## What you should do:
Below are records; reproduce exactly the lines from the one containing "Pin the woman" through the end, both included, and only those.

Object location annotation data
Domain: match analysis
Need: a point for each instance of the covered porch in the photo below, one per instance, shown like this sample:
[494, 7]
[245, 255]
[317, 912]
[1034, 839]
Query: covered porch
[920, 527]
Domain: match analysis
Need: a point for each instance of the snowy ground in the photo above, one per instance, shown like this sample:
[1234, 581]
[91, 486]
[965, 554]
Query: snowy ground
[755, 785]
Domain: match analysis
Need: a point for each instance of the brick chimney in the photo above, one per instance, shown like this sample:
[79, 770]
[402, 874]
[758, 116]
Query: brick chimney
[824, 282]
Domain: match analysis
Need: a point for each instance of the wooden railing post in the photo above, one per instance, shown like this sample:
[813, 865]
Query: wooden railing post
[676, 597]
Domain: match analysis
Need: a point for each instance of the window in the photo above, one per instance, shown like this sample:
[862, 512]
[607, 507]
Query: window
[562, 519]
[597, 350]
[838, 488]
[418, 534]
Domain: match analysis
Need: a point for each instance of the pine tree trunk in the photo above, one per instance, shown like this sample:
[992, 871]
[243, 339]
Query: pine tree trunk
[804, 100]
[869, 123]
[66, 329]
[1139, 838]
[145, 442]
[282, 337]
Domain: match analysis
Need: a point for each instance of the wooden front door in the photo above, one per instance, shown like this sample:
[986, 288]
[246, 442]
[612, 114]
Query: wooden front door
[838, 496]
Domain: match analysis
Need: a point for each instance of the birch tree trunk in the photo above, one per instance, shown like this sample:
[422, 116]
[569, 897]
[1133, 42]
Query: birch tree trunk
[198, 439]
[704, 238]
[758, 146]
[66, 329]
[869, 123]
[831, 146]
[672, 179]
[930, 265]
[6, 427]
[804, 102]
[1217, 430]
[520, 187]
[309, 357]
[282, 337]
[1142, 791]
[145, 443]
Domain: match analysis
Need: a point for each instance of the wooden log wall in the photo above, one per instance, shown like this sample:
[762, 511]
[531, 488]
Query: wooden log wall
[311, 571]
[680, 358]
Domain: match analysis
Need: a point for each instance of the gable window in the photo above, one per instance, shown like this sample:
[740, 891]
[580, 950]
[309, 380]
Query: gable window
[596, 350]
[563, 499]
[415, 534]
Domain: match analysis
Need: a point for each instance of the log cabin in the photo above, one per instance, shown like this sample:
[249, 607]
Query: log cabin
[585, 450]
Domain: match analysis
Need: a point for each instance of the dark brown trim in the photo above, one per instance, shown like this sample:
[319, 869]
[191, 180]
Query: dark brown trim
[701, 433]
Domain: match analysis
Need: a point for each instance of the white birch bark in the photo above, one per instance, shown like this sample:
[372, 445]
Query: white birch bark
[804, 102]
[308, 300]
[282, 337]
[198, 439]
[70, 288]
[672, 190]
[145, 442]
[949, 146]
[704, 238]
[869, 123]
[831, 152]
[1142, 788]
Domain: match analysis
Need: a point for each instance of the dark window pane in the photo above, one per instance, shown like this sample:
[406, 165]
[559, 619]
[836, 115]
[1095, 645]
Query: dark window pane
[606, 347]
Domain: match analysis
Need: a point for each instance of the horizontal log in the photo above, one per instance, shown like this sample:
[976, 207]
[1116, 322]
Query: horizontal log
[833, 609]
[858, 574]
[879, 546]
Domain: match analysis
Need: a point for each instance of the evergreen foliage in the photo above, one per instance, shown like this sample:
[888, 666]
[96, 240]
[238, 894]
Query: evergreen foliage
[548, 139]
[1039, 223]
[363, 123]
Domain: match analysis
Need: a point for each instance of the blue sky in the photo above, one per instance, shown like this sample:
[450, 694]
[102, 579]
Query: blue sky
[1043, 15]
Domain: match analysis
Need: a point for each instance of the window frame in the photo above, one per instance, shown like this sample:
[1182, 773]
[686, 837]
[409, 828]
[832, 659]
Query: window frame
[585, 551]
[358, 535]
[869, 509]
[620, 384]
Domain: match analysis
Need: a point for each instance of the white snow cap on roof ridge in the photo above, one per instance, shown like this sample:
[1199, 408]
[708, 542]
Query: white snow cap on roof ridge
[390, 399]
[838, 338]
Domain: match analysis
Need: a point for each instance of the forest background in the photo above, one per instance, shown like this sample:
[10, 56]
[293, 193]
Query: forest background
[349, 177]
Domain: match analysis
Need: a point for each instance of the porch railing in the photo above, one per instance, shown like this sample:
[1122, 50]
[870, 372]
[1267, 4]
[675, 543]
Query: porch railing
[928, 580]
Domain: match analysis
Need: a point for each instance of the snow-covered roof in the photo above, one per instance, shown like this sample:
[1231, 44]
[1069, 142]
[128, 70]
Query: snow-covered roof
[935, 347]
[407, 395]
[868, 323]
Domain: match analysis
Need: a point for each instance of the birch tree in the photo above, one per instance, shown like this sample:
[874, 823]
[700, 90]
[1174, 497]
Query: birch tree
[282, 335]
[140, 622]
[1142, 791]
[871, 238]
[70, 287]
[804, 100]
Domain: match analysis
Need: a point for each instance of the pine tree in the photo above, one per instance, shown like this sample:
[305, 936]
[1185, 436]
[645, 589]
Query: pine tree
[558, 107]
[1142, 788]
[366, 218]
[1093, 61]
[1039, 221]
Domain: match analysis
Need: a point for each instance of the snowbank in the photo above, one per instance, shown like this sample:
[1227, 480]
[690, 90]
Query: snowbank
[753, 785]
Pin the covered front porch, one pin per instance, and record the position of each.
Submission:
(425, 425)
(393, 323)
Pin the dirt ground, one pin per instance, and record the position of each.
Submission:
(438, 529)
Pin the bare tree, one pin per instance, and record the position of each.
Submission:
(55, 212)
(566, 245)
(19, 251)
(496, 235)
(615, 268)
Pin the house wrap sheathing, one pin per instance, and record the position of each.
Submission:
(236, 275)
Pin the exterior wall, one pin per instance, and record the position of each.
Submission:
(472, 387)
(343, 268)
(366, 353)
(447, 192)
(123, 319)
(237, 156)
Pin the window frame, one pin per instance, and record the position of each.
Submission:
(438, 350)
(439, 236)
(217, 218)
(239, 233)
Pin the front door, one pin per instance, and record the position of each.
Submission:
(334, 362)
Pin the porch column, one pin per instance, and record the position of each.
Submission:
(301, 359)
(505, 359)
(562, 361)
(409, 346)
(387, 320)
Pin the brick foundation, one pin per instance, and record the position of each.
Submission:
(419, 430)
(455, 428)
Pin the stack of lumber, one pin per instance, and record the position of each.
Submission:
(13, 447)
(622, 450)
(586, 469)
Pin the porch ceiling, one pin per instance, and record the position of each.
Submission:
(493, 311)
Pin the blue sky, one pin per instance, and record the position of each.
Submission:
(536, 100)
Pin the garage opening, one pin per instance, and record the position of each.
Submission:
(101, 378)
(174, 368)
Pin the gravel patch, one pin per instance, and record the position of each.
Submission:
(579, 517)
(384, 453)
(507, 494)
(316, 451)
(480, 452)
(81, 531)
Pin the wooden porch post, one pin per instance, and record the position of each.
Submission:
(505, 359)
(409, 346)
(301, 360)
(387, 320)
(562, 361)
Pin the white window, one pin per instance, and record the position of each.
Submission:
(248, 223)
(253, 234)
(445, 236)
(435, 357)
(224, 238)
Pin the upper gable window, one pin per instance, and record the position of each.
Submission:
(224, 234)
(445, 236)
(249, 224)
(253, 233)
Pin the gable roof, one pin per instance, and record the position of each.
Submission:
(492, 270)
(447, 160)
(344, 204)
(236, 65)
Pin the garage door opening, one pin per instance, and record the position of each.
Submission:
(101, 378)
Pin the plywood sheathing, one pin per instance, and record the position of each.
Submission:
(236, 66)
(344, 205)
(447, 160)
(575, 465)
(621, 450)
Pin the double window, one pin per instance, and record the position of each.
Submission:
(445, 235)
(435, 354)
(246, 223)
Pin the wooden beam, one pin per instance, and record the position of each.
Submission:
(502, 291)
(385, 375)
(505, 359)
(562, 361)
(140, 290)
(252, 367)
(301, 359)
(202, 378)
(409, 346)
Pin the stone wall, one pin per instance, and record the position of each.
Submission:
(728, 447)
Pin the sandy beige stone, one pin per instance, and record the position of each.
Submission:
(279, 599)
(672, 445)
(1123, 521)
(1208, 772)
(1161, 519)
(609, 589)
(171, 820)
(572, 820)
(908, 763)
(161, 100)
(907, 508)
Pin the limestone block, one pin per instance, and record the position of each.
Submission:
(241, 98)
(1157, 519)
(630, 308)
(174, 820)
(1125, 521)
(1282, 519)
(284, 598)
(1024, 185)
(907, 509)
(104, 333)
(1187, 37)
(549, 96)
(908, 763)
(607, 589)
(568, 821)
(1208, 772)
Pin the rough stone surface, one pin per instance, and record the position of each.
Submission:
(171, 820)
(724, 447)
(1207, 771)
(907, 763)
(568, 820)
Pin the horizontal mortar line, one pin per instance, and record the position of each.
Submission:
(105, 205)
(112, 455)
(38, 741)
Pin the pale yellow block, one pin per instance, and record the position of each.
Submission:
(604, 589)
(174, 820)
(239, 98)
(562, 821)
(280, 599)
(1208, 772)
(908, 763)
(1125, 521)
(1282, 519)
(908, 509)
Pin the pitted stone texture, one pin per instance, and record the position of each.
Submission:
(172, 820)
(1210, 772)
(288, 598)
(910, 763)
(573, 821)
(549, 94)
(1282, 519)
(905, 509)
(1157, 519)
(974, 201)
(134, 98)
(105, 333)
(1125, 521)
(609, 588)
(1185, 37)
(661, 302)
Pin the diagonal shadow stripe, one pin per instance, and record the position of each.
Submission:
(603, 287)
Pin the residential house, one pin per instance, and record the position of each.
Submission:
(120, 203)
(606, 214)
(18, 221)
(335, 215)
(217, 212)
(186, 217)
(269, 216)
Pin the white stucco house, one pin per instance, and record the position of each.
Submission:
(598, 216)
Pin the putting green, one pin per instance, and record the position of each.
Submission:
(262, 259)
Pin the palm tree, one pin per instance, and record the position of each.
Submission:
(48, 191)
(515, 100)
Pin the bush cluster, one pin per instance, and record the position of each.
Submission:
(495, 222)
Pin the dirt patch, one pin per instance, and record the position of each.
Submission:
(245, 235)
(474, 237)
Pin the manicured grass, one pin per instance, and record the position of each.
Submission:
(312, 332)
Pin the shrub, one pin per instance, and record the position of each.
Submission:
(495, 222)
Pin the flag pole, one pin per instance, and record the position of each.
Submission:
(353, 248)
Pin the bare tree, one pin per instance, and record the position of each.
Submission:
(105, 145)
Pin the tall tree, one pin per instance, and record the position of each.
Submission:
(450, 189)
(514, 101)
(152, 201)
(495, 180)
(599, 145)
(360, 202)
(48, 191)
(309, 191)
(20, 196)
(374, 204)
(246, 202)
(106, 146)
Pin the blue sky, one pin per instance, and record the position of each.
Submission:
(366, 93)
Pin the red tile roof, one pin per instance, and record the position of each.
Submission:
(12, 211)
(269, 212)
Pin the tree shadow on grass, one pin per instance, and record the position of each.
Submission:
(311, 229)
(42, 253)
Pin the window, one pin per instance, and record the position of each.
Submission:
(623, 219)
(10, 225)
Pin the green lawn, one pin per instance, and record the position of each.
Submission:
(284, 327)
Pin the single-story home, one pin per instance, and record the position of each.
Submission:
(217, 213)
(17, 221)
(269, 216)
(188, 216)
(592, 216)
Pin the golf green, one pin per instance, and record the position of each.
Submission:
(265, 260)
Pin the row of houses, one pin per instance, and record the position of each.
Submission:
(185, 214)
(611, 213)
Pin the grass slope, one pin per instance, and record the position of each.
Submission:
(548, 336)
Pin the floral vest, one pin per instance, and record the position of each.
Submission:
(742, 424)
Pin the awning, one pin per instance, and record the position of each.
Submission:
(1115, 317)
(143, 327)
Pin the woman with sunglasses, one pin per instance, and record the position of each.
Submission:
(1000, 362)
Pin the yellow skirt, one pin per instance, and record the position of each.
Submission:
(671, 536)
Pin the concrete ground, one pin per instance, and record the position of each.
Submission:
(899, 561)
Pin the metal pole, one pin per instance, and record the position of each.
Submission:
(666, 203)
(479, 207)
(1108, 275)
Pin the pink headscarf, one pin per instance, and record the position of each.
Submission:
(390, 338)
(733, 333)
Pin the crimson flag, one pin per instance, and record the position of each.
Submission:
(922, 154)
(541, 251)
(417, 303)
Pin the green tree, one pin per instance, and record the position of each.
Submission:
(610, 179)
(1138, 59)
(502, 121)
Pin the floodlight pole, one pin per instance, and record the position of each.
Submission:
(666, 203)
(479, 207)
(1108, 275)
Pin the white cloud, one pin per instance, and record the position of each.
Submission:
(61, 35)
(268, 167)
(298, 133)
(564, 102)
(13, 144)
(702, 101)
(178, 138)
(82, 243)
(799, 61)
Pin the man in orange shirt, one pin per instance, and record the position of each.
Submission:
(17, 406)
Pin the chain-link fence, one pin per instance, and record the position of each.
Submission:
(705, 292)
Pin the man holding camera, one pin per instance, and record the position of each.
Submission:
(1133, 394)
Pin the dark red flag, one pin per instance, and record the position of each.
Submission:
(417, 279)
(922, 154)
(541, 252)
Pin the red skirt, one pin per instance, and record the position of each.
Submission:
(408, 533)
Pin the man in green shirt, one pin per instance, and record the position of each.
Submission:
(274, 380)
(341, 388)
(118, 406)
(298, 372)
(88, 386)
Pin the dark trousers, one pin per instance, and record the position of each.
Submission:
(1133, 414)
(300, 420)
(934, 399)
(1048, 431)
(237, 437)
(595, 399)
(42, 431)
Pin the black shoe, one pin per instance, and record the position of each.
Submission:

## Complete response:
Pin the woman with sunglasses, one pin per instance, and record the position of each.
Submission:
(1000, 362)
Pin the yellow skirt, one pin per instance, and record the position of each.
Submission:
(671, 536)
Pin the concrete ground, one pin per instance, and record the position of each.
Submission:
(899, 561)
Pin the metal pole, one pin per instance, and record the position of each.
Submission:
(666, 203)
(479, 207)
(1108, 275)
Pin the pink headscarf, one pin per instance, and record the position of each.
Submission:
(390, 338)
(733, 333)
Pin the crimson flag, one pin per instance, and record the position of each.
Submission:
(922, 154)
(541, 251)
(417, 303)
Pin the green tree, one pin per instance, and record the position of each.
Submission:
(610, 179)
(1138, 59)
(502, 121)
Pin the floodlight pole, one pin per instance, and record the position of each.
Submission:
(666, 203)
(479, 207)
(1108, 275)
Pin the white cloud, one pin per instance, and record the position of each.
Submission:
(61, 35)
(268, 167)
(298, 133)
(564, 102)
(13, 144)
(702, 101)
(178, 138)
(82, 243)
(799, 61)
Pin the man in orange shirt, one pin per instance, and record the position of each.
Submission:
(17, 406)
Pin the chain-link fence, one pin per instance, and record the position of each.
Submission:
(705, 292)
Pin the man holding camera, one pin per instance, and record the position of each.
Submission:
(1133, 394)
Pin the dark red flag, one pin per instance, and record the position of each.
Submission:
(417, 279)
(922, 154)
(541, 252)
Pin the red skirt, one pin per instance, and record the position of each.
Submission:
(408, 533)
Pin the man in green shirt, one pin per instance, and record the position of each.
Submission:
(274, 380)
(341, 388)
(118, 406)
(298, 372)
(88, 386)
Pin the dark trousers, one pin per instance, and record the position of each.
Submission:
(1133, 414)
(300, 420)
(934, 399)
(1048, 431)
(237, 437)
(595, 399)
(42, 431)
Pin the black shoe, one pin per instance, and record the position of each.
Submission:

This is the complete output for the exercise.